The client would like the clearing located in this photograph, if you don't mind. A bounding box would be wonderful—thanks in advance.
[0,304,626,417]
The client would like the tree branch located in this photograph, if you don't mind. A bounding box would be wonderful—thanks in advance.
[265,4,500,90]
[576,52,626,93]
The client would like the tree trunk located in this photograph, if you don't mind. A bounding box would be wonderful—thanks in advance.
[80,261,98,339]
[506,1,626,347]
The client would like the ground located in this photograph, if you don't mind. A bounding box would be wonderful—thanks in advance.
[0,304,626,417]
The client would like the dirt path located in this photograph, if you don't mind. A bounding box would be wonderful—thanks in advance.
+ + + +
Could you write out all of the data above exactly as it appears, line for line?

CORRECT ANSWER:
The client would like the clearing located in this photograph, if you don't mind. A bounding box would be wonderful—thanks in advance.
[0,304,626,417]
The client would like the tree branch located in this photograph, if you don't mind. A bounding box would be wonderful—thanks in advance.
[265,4,500,90]
[576,52,626,93]
The client would like the tree trunk located in this photograph, if you don't mind. A bounding box would be wonderful—thanks in advance.
[80,261,98,339]
[506,1,626,347]
The client would like the ground located in this photograph, if you don't mind. A bounding box would be wonderful—thanks in advance.
[0,304,626,417]
The client would like the dirt path located in this photograph, if you don't mind. A bounding box would be wonderful—thanks in advance.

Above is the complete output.